=== Exercise directions ===
Turn the lines below into a Markdown table with two columns, Row and Line, where Row numbers each line in order and Line gives its text. Leave out blank lines.

=== Information provided ===

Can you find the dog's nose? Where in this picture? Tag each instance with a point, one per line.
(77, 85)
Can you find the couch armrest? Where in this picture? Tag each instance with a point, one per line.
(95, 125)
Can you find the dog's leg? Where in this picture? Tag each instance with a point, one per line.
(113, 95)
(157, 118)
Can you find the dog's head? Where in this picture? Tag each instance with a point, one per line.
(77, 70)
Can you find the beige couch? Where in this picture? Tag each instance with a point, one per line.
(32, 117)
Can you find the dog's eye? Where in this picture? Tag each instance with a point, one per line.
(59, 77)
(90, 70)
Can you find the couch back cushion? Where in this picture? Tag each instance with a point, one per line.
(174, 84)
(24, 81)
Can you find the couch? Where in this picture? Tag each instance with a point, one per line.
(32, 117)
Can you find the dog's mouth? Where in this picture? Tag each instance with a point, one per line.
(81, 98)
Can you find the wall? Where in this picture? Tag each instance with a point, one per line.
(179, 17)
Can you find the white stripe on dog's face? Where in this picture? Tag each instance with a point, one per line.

=== Correct answer ===
| Row | Line |
|---|---|
| 1 | Can you find the dog's nose? Where in this picture? Tag each instance with a point, one per line. |
| 2 | (77, 85) |
| 3 | Can you find the couch armrest? Where in this picture? Tag each instance with a point, one per line. |
| 4 | (95, 125) |
| 5 | Can you find the dog's leg? Where in this picture? Tag each instance with a point, one per line. |
| 6 | (113, 95) |
| 7 | (157, 118) |
| 8 | Can you find the dog's head? Where in this picture? Tag each instance with a point, one per line. |
| 9 | (77, 70) |
| 10 | Can you find the beige couch? Where in this picture? Tag each instance with a point, one per line. |
| 11 | (32, 117) |
| 12 | Can you find the dog's eye? Where in this picture? Tag each instance with a point, one per line. |
| 13 | (59, 77) |
| 14 | (90, 70) |
| 15 | Can you find the couch back cushion? Where in this picture? Tag each instance with a point, one per line. |
| 16 | (174, 84) |
| 17 | (24, 81) |
| 18 | Can you find the couch? Where in this picture? Tag each instance with a point, one per line. |
| 19 | (32, 117) |
| 20 | Can you find the dog's mouth? Where in this picture? Tag each instance with a point, one per line. |
| 21 | (81, 98) |
| 22 | Can you find the wall? Where in this picture? Tag each instance with a point, one per line. |
| 23 | (179, 17) |
| 24 | Can you find the white stripe on dog's face? Where in this picture? Tag each instance with a point, one per line. |